• Data for analysis

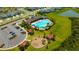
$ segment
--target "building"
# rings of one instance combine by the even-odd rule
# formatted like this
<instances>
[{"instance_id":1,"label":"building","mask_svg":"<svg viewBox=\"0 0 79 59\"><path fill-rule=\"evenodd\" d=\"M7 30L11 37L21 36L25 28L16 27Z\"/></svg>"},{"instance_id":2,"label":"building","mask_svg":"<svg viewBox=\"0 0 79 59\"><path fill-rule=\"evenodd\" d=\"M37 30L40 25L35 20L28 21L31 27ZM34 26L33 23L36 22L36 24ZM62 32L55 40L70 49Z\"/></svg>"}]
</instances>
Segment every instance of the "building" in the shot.
<instances>
[{"instance_id":1,"label":"building","mask_svg":"<svg viewBox=\"0 0 79 59\"><path fill-rule=\"evenodd\" d=\"M30 19L27 19L25 22L26 22L26 24L31 24L32 22L35 22L39 19L43 19L43 17L38 16L38 17L30 18Z\"/></svg>"},{"instance_id":2,"label":"building","mask_svg":"<svg viewBox=\"0 0 79 59\"><path fill-rule=\"evenodd\" d=\"M38 10L40 8L39 7L26 7L25 9L27 9L29 11L33 11L33 10Z\"/></svg>"},{"instance_id":3,"label":"building","mask_svg":"<svg viewBox=\"0 0 79 59\"><path fill-rule=\"evenodd\" d=\"M46 36L46 39L55 41L55 35L49 34Z\"/></svg>"}]
</instances>

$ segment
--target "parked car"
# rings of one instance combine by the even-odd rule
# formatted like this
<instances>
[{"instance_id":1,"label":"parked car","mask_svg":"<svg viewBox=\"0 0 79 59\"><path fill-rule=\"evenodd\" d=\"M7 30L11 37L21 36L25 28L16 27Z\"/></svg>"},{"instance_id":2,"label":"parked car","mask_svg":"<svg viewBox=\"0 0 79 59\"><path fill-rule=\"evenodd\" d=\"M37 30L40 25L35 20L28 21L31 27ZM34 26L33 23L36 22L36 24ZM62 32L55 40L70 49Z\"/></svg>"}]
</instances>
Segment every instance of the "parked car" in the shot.
<instances>
[{"instance_id":1,"label":"parked car","mask_svg":"<svg viewBox=\"0 0 79 59\"><path fill-rule=\"evenodd\" d=\"M18 26L16 26L15 28L16 28L16 29L19 29L19 27L18 27Z\"/></svg>"},{"instance_id":2,"label":"parked car","mask_svg":"<svg viewBox=\"0 0 79 59\"><path fill-rule=\"evenodd\" d=\"M15 35L15 33L14 32L9 32L11 35Z\"/></svg>"}]
</instances>

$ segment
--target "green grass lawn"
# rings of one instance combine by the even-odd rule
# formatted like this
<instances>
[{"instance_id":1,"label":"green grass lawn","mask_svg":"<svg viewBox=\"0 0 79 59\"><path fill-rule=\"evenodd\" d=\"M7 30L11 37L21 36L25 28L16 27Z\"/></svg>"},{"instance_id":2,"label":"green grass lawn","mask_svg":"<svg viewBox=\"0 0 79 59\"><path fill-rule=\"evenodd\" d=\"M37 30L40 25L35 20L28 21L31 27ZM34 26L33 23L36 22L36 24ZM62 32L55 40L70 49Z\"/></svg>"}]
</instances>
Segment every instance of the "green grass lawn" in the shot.
<instances>
[{"instance_id":1,"label":"green grass lawn","mask_svg":"<svg viewBox=\"0 0 79 59\"><path fill-rule=\"evenodd\" d=\"M52 21L55 22L55 24L46 31L35 31L33 36L29 36L28 39L32 40L35 36L43 36L44 32L46 34L49 34L52 32L56 35L56 41L51 41L50 44L48 44L48 49L46 47L43 48L33 48L31 45L26 49L27 51L51 51L55 48L59 47L61 43L69 36L71 35L71 21L67 17L61 17L57 16L55 14L49 13L47 14L47 17Z\"/></svg>"},{"instance_id":2,"label":"green grass lawn","mask_svg":"<svg viewBox=\"0 0 79 59\"><path fill-rule=\"evenodd\" d=\"M55 12L42 14L47 16L51 21L54 21L55 24L49 29L45 31L34 31L34 35L28 36L28 40L32 40L36 36L43 36L44 33L49 34L52 32L56 35L55 39L56 41L51 41L50 44L48 44L48 49L46 49L46 46L43 48L33 48L31 45L25 49L26 51L55 51L55 49L59 50L79 50L79 38L68 38L71 36L71 20L68 19L68 17L64 16L58 16L59 13L65 12L67 10L74 10L77 13L79 13L79 9L75 8L63 8L62 10L56 10ZM37 14L40 15L40 14ZM79 19L78 19L79 20ZM74 20L76 21L76 20ZM74 22L73 21L73 22ZM76 22L74 22L76 23ZM70 39L70 40L67 40ZM75 43L73 40L75 39ZM67 42L66 42L67 41ZM65 47L62 47L62 42L65 42ZM71 42L71 44L70 44ZM14 49L11 49L11 51L19 51L19 48L16 47ZM58 50L57 50L58 51Z\"/></svg>"},{"instance_id":3,"label":"green grass lawn","mask_svg":"<svg viewBox=\"0 0 79 59\"><path fill-rule=\"evenodd\" d=\"M27 40L32 40L36 36L42 37L44 35L44 33L46 33L46 35L47 35L47 34L50 34L50 32L52 32L53 34L56 35L56 37L55 37L56 41L51 41L51 43L48 44L48 49L46 49L46 46L43 48L33 48L30 45L25 50L26 51L51 51L51 50L58 48L61 45L61 43L64 40L66 40L66 38L68 38L68 36L71 35L71 21L68 19L68 17L58 16L57 14L64 12L66 10L69 10L69 9L71 9L71 8L65 8L64 10L61 10L61 11L58 10L53 13L45 14L45 16L47 16L51 21L54 21L55 24L49 30L45 30L45 31L35 30L34 35L28 36ZM16 47L11 50L18 51L19 48Z\"/></svg>"},{"instance_id":4,"label":"green grass lawn","mask_svg":"<svg viewBox=\"0 0 79 59\"><path fill-rule=\"evenodd\" d=\"M62 46L57 48L57 51L79 51L79 18L71 18L72 35L63 42ZM78 26L78 27L77 27Z\"/></svg>"}]
</instances>

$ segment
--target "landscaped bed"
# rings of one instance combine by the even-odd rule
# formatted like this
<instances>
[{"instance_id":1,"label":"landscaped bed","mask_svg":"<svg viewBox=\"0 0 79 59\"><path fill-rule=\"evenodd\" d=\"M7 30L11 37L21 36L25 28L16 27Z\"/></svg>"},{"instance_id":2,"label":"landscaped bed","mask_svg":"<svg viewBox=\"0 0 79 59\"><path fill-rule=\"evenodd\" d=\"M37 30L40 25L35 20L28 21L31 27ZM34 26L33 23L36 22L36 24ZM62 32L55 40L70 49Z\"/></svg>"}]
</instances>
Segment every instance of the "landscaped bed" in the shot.
<instances>
[{"instance_id":1,"label":"landscaped bed","mask_svg":"<svg viewBox=\"0 0 79 59\"><path fill-rule=\"evenodd\" d=\"M51 21L55 24L52 25L48 30L40 31L34 30L33 35L28 36L28 40L31 42L34 37L43 37L44 35L54 34L55 41L50 40L50 43L46 44L44 47L41 48L34 48L31 44L25 49L26 51L51 51L59 46L61 43L71 35L71 21L68 17L57 16L53 13L49 13L46 15ZM19 50L19 48L14 48L12 50Z\"/></svg>"},{"instance_id":2,"label":"landscaped bed","mask_svg":"<svg viewBox=\"0 0 79 59\"><path fill-rule=\"evenodd\" d=\"M54 23L54 25L52 25L47 30L42 31L39 29L34 29L34 28L32 29L32 28L30 28L31 26L29 27L28 25L25 26L26 24L22 24L22 26L25 26L25 29L26 29L26 27L29 28L28 32L30 33L30 34L28 34L28 38L26 38L26 40L29 41L29 45L27 47L25 46L24 50L25 51L79 50L79 44L78 44L78 42L79 42L78 41L79 40L79 38L78 38L79 26L77 26L79 24L79 18L78 19L74 18L74 20L72 20L72 22L71 22L71 19L69 19L69 16L60 16L59 15L68 10L74 10L75 12L79 13L79 8L75 8L75 7L63 8L60 10L55 10L54 12L44 13L44 14L39 13L38 15L45 16L45 17L47 16L47 19L49 19L50 21L52 21ZM68 14L68 15L70 15L70 14ZM76 16L74 14L71 14L71 15L73 15L72 17ZM41 45L41 43L40 43L41 40L37 39L34 41L35 37L40 36L40 38L43 38L44 36L48 36L50 34L55 35L54 40L46 39L47 43L44 46ZM34 43L34 44L37 43L37 45L39 45L39 46L37 46L37 45L35 46L32 43ZM19 51L20 48L16 47L11 50Z\"/></svg>"},{"instance_id":3,"label":"landscaped bed","mask_svg":"<svg viewBox=\"0 0 79 59\"><path fill-rule=\"evenodd\" d=\"M58 11L57 13L61 13L64 12L65 10L70 10L71 8L65 8L64 10ZM51 51L51 50L55 50L56 48L58 48L59 46L61 46L61 44L64 42L64 40L66 40L70 35L71 35L71 20L68 19L68 17L63 17L63 16L59 16L57 15L56 12L53 13L48 13L48 14L43 14L45 16L47 16L47 18L54 22L54 25L52 25L48 30L37 30L34 29L34 34L33 35L28 35L27 40L30 41L30 45L25 49L26 51ZM49 34L55 35L55 41L50 40L49 43L47 43L45 46L41 47L41 48L34 48L31 45L31 42L33 40L34 37L41 37L43 38L43 36L47 36ZM20 50L19 47L16 47L13 50Z\"/></svg>"},{"instance_id":4,"label":"landscaped bed","mask_svg":"<svg viewBox=\"0 0 79 59\"><path fill-rule=\"evenodd\" d=\"M35 36L44 36L50 33L54 34L56 41L50 41L50 43L42 48L33 48L31 45L26 49L30 51L51 51L59 47L61 43L71 35L71 21L67 17L57 16L55 14L49 13L47 17L54 21L55 25L52 26L49 30L39 31L35 30L34 35L29 36L28 39L32 40ZM48 48L47 48L48 47Z\"/></svg>"}]
</instances>

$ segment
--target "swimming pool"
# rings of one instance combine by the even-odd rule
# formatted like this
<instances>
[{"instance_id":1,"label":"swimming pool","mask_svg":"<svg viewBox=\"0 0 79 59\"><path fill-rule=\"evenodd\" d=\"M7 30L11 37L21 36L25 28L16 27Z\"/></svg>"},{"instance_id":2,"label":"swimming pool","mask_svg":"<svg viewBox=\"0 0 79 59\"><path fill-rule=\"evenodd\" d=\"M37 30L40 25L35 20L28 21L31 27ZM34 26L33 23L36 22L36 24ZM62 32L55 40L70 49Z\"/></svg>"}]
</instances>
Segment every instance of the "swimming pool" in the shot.
<instances>
[{"instance_id":1,"label":"swimming pool","mask_svg":"<svg viewBox=\"0 0 79 59\"><path fill-rule=\"evenodd\" d=\"M53 22L51 22L49 19L41 19L33 22L31 25L35 26L38 29L45 30L48 28L48 26L52 26Z\"/></svg>"}]
</instances>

• Work task
I'd like the number of lines above that contain the word "target", and nothing besides that number.

• Solution for this task
5